*** Opening of PROVIDED DATA ***

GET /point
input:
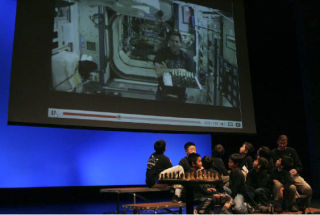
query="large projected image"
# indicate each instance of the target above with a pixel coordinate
(164, 50)
(162, 65)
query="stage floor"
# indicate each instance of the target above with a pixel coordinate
(82, 208)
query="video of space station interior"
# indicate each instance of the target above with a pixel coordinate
(141, 49)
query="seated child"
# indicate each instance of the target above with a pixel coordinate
(246, 151)
(284, 188)
(238, 186)
(200, 194)
(157, 163)
(216, 190)
(259, 184)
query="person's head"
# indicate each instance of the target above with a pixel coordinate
(282, 142)
(235, 160)
(260, 163)
(207, 162)
(160, 146)
(246, 148)
(218, 150)
(174, 42)
(264, 152)
(194, 160)
(190, 147)
(285, 162)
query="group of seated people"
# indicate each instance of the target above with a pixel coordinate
(269, 183)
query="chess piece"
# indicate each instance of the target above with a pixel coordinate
(205, 176)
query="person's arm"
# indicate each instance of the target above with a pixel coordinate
(297, 162)
(223, 167)
(236, 183)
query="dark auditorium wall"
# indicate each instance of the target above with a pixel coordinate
(283, 40)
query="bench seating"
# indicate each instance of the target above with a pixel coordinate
(155, 206)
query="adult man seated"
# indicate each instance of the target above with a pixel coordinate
(283, 150)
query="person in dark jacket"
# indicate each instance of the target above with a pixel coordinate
(265, 152)
(157, 163)
(237, 184)
(246, 150)
(216, 189)
(189, 148)
(295, 170)
(284, 188)
(201, 195)
(218, 163)
(259, 182)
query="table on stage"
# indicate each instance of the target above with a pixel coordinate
(189, 181)
(133, 191)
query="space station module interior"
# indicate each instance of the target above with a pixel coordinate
(109, 47)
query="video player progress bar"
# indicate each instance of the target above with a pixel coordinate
(139, 118)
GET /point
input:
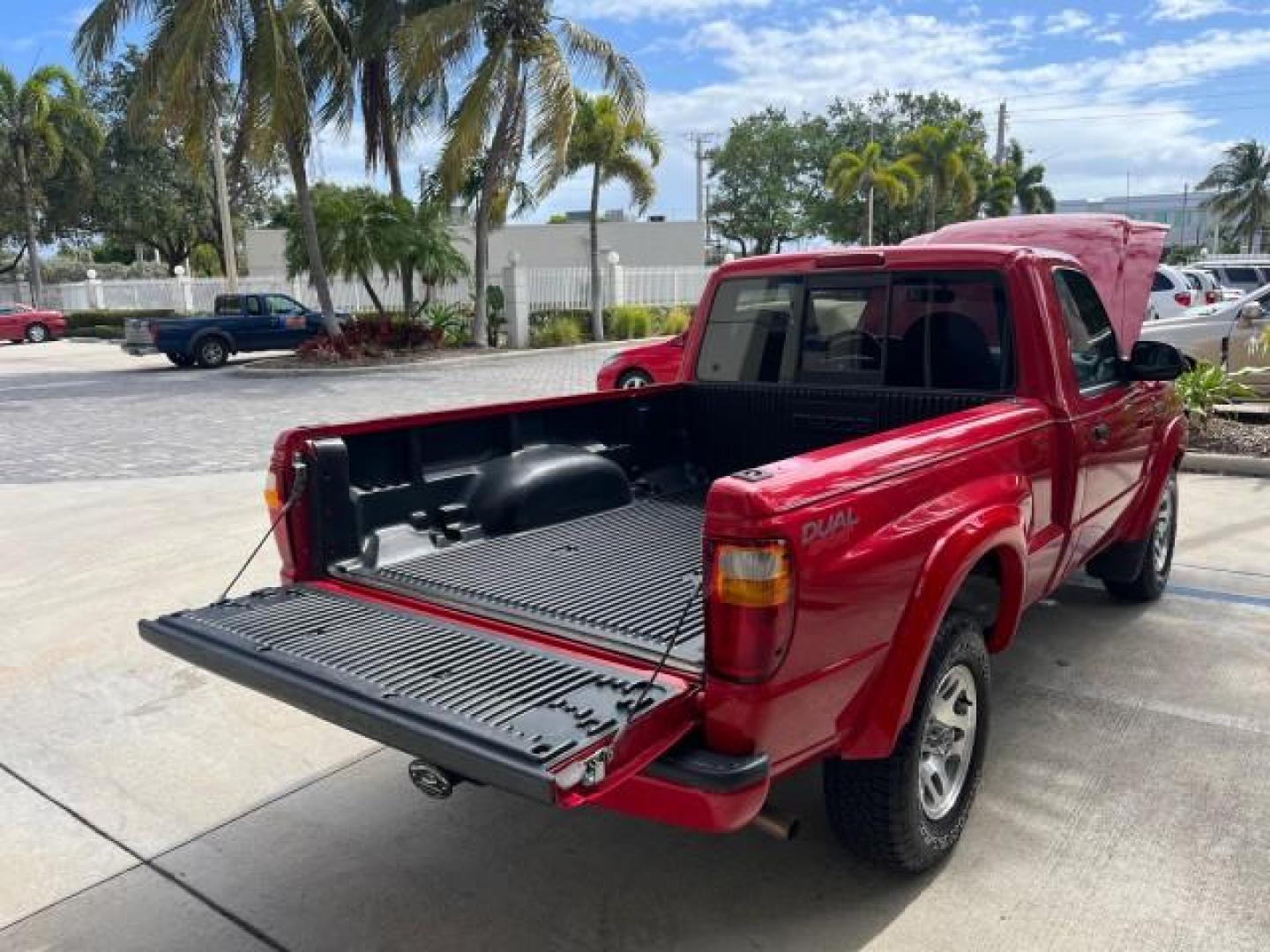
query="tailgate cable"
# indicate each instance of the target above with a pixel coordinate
(661, 666)
(297, 490)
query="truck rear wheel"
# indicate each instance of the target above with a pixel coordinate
(1149, 583)
(906, 813)
(211, 352)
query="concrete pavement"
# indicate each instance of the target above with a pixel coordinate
(145, 805)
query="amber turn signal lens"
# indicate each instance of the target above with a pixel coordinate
(752, 576)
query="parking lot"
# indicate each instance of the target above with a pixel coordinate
(146, 805)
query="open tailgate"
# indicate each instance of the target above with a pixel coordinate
(485, 704)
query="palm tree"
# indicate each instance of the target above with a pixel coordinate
(1243, 183)
(944, 156)
(519, 90)
(1030, 192)
(389, 117)
(286, 55)
(852, 175)
(45, 123)
(609, 146)
(430, 249)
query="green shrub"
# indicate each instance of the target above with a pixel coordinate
(1208, 386)
(557, 331)
(675, 320)
(630, 322)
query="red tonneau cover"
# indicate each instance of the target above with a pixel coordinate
(1119, 254)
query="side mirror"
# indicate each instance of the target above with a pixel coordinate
(1154, 360)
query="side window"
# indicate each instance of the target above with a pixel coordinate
(748, 331)
(1088, 331)
(280, 303)
(842, 333)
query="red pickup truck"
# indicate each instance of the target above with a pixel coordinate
(658, 600)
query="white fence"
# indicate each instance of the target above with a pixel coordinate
(565, 288)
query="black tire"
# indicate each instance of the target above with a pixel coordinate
(1157, 560)
(211, 352)
(632, 378)
(877, 807)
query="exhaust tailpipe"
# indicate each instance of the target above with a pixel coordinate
(776, 824)
(432, 781)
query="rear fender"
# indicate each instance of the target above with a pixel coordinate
(208, 331)
(1142, 513)
(884, 709)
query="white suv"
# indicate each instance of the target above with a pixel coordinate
(1169, 294)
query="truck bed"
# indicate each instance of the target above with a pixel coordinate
(620, 577)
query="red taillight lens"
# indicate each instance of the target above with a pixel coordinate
(750, 609)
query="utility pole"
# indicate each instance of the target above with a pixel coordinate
(1001, 133)
(700, 140)
(222, 202)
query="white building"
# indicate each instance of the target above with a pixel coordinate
(639, 244)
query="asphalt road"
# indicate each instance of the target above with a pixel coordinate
(146, 805)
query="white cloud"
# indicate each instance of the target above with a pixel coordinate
(652, 9)
(1068, 20)
(1185, 11)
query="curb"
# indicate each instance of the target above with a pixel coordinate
(1226, 465)
(251, 369)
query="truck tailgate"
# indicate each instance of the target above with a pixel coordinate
(484, 704)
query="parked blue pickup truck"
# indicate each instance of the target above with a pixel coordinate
(238, 324)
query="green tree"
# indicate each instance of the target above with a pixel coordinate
(759, 183)
(390, 115)
(852, 175)
(1032, 193)
(612, 149)
(286, 55)
(519, 90)
(1243, 184)
(944, 156)
(45, 123)
(430, 248)
(358, 231)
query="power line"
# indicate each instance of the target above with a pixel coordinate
(1175, 111)
(1244, 93)
(1138, 84)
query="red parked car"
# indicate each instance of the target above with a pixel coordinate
(643, 366)
(20, 323)
(803, 555)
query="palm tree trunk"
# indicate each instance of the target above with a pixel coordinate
(494, 161)
(317, 267)
(375, 299)
(28, 210)
(597, 306)
(869, 219)
(392, 163)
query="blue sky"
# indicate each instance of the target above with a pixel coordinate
(1151, 88)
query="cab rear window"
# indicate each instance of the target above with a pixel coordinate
(931, 331)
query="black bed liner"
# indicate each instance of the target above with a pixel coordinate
(620, 577)
(475, 703)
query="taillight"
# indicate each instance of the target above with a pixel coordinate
(750, 609)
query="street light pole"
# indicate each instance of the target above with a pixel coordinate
(222, 204)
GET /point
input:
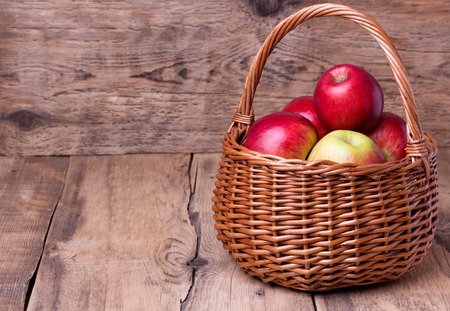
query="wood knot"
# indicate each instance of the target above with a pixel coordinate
(265, 7)
(24, 119)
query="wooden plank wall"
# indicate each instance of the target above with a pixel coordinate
(114, 77)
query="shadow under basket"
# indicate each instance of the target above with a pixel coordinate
(317, 226)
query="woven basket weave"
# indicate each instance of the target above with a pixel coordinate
(317, 226)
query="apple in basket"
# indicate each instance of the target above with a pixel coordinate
(303, 105)
(285, 134)
(390, 134)
(347, 97)
(345, 146)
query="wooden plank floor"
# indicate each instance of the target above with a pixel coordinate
(135, 232)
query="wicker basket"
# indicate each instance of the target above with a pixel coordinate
(317, 226)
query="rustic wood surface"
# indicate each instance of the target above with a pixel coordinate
(115, 77)
(29, 192)
(135, 232)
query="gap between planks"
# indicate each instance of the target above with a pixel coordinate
(211, 269)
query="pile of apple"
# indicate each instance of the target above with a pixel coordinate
(343, 122)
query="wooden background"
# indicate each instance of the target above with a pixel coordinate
(114, 77)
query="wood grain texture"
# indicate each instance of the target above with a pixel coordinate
(127, 76)
(121, 237)
(219, 284)
(29, 191)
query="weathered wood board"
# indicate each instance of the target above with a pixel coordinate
(135, 232)
(121, 238)
(29, 192)
(153, 76)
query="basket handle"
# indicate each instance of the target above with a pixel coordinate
(244, 115)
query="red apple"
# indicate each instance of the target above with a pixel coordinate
(303, 106)
(347, 97)
(285, 134)
(390, 135)
(344, 146)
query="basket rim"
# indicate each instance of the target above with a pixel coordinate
(244, 115)
(233, 149)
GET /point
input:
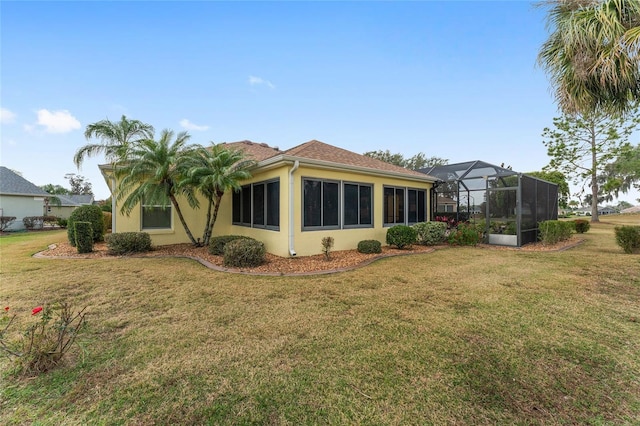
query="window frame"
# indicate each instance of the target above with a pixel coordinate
(163, 207)
(340, 205)
(360, 185)
(406, 205)
(247, 194)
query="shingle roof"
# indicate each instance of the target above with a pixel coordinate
(256, 151)
(12, 183)
(316, 150)
(75, 199)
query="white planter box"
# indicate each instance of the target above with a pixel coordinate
(503, 240)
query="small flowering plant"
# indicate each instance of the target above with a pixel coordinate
(46, 339)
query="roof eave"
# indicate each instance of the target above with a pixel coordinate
(329, 165)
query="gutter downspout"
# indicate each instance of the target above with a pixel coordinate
(292, 251)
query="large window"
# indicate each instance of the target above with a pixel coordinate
(357, 205)
(156, 216)
(331, 204)
(404, 206)
(258, 205)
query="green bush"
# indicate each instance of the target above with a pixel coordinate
(5, 221)
(554, 231)
(466, 234)
(581, 225)
(84, 236)
(401, 236)
(216, 245)
(628, 237)
(91, 214)
(327, 245)
(430, 233)
(369, 246)
(244, 252)
(128, 242)
(107, 216)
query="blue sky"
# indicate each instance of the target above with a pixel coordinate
(456, 80)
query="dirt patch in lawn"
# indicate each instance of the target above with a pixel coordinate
(275, 265)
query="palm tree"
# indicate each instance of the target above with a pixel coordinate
(151, 174)
(116, 138)
(212, 172)
(592, 56)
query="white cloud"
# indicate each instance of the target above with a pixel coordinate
(57, 121)
(256, 81)
(6, 116)
(191, 126)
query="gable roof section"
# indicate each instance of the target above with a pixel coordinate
(321, 153)
(74, 199)
(12, 183)
(255, 151)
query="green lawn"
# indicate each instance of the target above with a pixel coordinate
(458, 336)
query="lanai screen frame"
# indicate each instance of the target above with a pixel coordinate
(509, 199)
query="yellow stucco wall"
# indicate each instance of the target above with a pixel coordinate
(277, 242)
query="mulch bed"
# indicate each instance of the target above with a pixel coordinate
(276, 265)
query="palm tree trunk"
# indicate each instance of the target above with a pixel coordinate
(594, 180)
(206, 234)
(184, 223)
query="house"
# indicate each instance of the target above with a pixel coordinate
(68, 203)
(19, 198)
(297, 197)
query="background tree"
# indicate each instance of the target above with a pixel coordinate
(622, 174)
(213, 171)
(151, 173)
(581, 146)
(418, 161)
(559, 179)
(592, 54)
(78, 184)
(116, 139)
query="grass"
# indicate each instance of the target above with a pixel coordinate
(461, 335)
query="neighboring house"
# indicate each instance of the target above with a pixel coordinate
(297, 197)
(19, 198)
(68, 203)
(631, 210)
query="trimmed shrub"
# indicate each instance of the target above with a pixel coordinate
(107, 217)
(430, 233)
(244, 252)
(84, 236)
(369, 246)
(628, 238)
(128, 242)
(466, 234)
(401, 236)
(5, 221)
(216, 245)
(327, 245)
(91, 214)
(554, 231)
(581, 225)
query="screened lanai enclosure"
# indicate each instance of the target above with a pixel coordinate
(509, 204)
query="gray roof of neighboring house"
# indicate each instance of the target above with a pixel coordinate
(74, 199)
(12, 183)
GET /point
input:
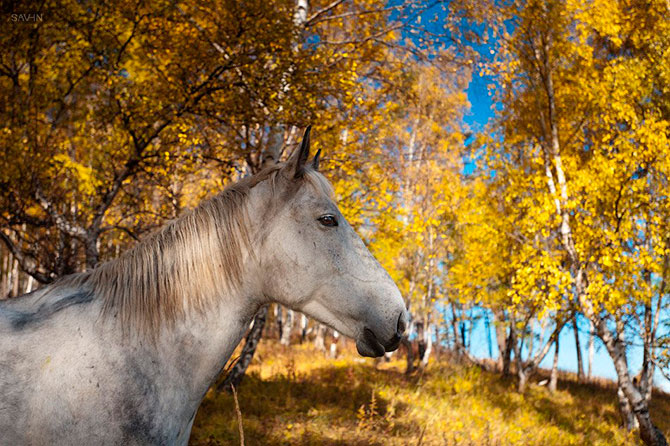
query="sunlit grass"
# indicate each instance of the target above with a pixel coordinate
(297, 396)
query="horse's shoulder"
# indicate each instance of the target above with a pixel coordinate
(38, 306)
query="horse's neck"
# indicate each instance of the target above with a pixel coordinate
(196, 348)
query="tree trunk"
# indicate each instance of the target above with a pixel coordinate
(253, 338)
(333, 344)
(319, 339)
(15, 279)
(578, 348)
(628, 420)
(438, 342)
(303, 328)
(553, 380)
(523, 379)
(410, 355)
(591, 349)
(507, 354)
(287, 328)
(279, 319)
(428, 342)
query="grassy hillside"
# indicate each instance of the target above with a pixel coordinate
(295, 396)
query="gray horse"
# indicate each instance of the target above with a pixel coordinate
(124, 353)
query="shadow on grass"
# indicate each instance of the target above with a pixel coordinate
(322, 407)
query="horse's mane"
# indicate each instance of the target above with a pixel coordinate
(188, 263)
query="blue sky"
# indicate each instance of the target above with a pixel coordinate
(480, 113)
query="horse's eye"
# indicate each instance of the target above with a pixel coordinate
(328, 220)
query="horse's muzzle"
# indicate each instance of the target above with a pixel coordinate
(369, 345)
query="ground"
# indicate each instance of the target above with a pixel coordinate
(297, 396)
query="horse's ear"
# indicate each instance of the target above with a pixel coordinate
(315, 161)
(296, 162)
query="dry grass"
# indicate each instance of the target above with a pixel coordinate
(296, 396)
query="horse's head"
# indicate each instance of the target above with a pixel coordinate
(315, 263)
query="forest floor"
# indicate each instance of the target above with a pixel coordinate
(297, 396)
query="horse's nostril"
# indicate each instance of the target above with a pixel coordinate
(402, 324)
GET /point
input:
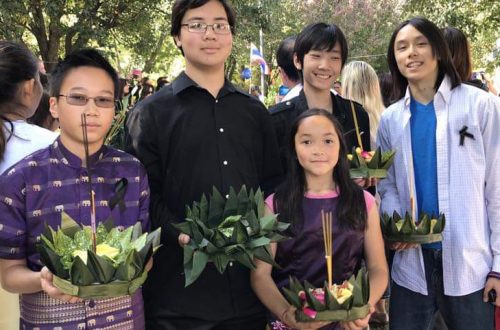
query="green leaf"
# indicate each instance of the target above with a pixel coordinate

*** Close of PROVIDED DATA ***

_GOAL OF THE EXERCISE:_
Display every line of the listing that contains the string "tailgate".

_ANSWER TO THE EXERCISE:_
query="tailgate cable"
query="open tailgate"
query="truck tailgate"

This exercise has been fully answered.